• **STATED EXERCISE**: Leave out the pictures and transcribe the rest of the records exactly.
>>
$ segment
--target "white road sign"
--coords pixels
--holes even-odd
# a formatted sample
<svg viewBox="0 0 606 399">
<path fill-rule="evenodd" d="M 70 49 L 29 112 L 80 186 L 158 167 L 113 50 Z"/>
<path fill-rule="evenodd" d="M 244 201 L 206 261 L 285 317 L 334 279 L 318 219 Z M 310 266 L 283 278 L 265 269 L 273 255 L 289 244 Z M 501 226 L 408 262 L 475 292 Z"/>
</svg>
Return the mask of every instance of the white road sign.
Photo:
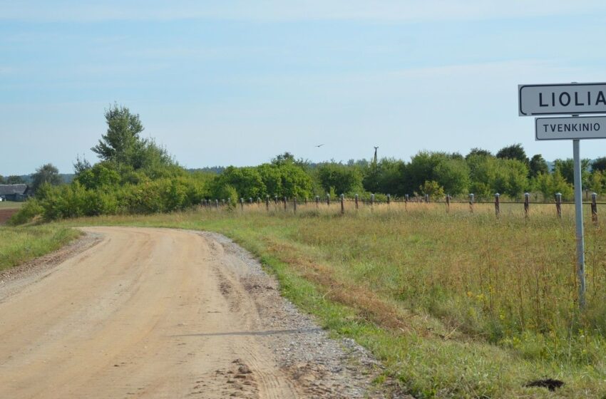
<svg viewBox="0 0 606 399">
<path fill-rule="evenodd" d="M 537 118 L 536 140 L 606 138 L 606 116 Z"/>
<path fill-rule="evenodd" d="M 518 85 L 520 116 L 606 114 L 606 83 Z"/>
</svg>

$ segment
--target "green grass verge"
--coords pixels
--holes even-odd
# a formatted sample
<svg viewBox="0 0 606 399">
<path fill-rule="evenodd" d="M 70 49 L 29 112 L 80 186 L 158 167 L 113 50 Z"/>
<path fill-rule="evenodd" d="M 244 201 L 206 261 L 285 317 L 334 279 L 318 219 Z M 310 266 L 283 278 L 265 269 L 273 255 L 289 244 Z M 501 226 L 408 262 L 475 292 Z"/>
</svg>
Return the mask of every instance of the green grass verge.
<svg viewBox="0 0 606 399">
<path fill-rule="evenodd" d="M 0 270 L 52 252 L 79 235 L 77 230 L 56 225 L 0 227 Z"/>
<path fill-rule="evenodd" d="M 222 233 L 260 257 L 286 297 L 368 348 L 416 397 L 606 398 L 601 226 L 587 228 L 589 302 L 580 313 L 567 217 L 202 211 L 63 224 Z M 524 386 L 543 378 L 565 385 Z"/>
<path fill-rule="evenodd" d="M 0 209 L 18 209 L 23 206 L 24 203 L 13 201 L 1 201 L 0 202 Z"/>
</svg>

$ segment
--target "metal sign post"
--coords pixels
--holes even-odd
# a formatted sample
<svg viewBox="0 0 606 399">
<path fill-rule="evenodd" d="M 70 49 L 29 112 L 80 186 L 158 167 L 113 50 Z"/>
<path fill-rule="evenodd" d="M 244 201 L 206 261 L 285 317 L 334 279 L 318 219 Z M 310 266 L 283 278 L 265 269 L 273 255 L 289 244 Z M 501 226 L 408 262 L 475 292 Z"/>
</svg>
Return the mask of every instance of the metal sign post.
<svg viewBox="0 0 606 399">
<path fill-rule="evenodd" d="M 585 307 L 585 237 L 583 233 L 583 199 L 581 187 L 581 157 L 579 139 L 572 140 L 572 162 L 575 164 L 575 219 L 577 224 L 577 275 L 579 279 L 579 306 Z"/>
<path fill-rule="evenodd" d="M 580 114 L 606 114 L 606 83 L 518 85 L 520 116 L 570 115 L 572 118 L 537 118 L 535 138 L 572 140 L 575 167 L 575 219 L 579 306 L 585 305 L 585 238 L 580 142 L 582 139 L 606 138 L 606 117 L 579 118 Z M 558 208 L 559 209 L 559 208 Z"/>
</svg>

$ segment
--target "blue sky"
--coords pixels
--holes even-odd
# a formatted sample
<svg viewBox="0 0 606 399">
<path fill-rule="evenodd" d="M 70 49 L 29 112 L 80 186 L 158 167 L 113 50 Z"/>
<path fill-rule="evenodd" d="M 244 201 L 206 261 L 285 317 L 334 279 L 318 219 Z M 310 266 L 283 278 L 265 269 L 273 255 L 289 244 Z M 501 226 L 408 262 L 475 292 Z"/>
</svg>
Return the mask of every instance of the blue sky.
<svg viewBox="0 0 606 399">
<path fill-rule="evenodd" d="M 517 85 L 606 81 L 605 26 L 604 1 L 0 0 L 0 175 L 96 161 L 114 102 L 188 167 L 374 146 L 570 157 L 534 140 Z"/>
</svg>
<<
• **WRITTEN RESPONSE**:
$ segment
--target "white road sign"
--coords pixels
--holes even-odd
# a formatted sample
<svg viewBox="0 0 606 399">
<path fill-rule="evenodd" d="M 70 49 L 29 112 L 80 186 L 158 167 L 113 50 Z"/>
<path fill-rule="evenodd" d="M 244 201 L 206 261 L 285 317 L 334 279 L 318 219 Z M 310 266 L 283 278 L 265 269 L 273 255 L 289 244 Z M 501 226 L 408 262 L 475 292 Z"/>
</svg>
Return the mask of every instance of the white road sign.
Photo:
<svg viewBox="0 0 606 399">
<path fill-rule="evenodd" d="M 537 118 L 536 140 L 606 138 L 606 116 Z"/>
<path fill-rule="evenodd" d="M 518 85 L 520 116 L 606 114 L 606 83 Z"/>
</svg>

$ segment
--target "green grass verge"
--coords pixels
--holes even-odd
# a formatted sample
<svg viewBox="0 0 606 399">
<path fill-rule="evenodd" d="M 70 49 L 29 112 L 80 186 L 158 167 L 113 50 Z"/>
<path fill-rule="evenodd" d="M 244 201 L 206 261 L 285 317 L 334 279 L 318 219 Z M 310 266 L 283 278 L 265 269 L 273 255 L 289 244 Z M 501 226 L 408 262 L 475 292 Z"/>
</svg>
Return the mask of every instance of the green grass verge.
<svg viewBox="0 0 606 399">
<path fill-rule="evenodd" d="M 0 270 L 52 252 L 79 235 L 77 230 L 56 225 L 0 227 Z"/>
<path fill-rule="evenodd" d="M 222 233 L 260 257 L 286 297 L 368 348 L 416 397 L 606 398 L 601 226 L 587 228 L 589 302 L 580 313 L 567 217 L 202 211 L 63 224 Z M 524 386 L 543 378 L 565 385 Z"/>
<path fill-rule="evenodd" d="M 0 209 L 18 209 L 23 206 L 24 203 L 13 201 L 1 201 L 0 202 Z"/>
</svg>

$ segment
--target "metal sign post"
--coords pixels
--holes even-odd
# a formatted sample
<svg viewBox="0 0 606 399">
<path fill-rule="evenodd" d="M 70 49 L 29 112 L 80 186 L 158 167 L 113 50 Z"/>
<path fill-rule="evenodd" d="M 244 201 L 206 261 L 285 317 L 334 279 L 318 219 Z M 310 266 L 283 278 L 265 269 L 273 255 L 289 244 Z M 501 226 L 408 262 L 475 292 Z"/>
</svg>
Return the mask of every instance of the metal sign post.
<svg viewBox="0 0 606 399">
<path fill-rule="evenodd" d="M 585 307 L 585 237 L 583 233 L 583 199 L 581 187 L 581 157 L 579 139 L 572 140 L 572 162 L 575 164 L 575 219 L 577 224 L 577 275 L 579 279 L 579 306 Z"/>
<path fill-rule="evenodd" d="M 580 114 L 606 114 L 606 83 L 518 85 L 520 116 L 570 115 L 572 118 L 537 118 L 535 138 L 572 140 L 575 167 L 575 219 L 579 306 L 585 305 L 585 238 L 580 142 L 582 139 L 606 138 L 606 117 L 579 118 Z M 558 208 L 559 209 L 559 208 Z"/>
</svg>

$ segment
--target "blue sky"
--coords pixels
--holes even-odd
# a formatted sample
<svg viewBox="0 0 606 399">
<path fill-rule="evenodd" d="M 70 49 L 29 112 L 80 186 L 158 167 L 113 50 Z"/>
<path fill-rule="evenodd" d="M 244 201 L 206 261 L 285 317 L 334 279 L 318 219 Z M 310 266 L 283 278 L 265 269 L 273 255 L 289 244 Z M 501 226 L 408 262 L 475 292 Z"/>
</svg>
Return the mask of every instance of the blue sky.
<svg viewBox="0 0 606 399">
<path fill-rule="evenodd" d="M 517 85 L 606 81 L 605 26 L 604 1 L 0 0 L 0 175 L 96 161 L 114 102 L 188 167 L 374 146 L 570 157 L 534 140 Z"/>
</svg>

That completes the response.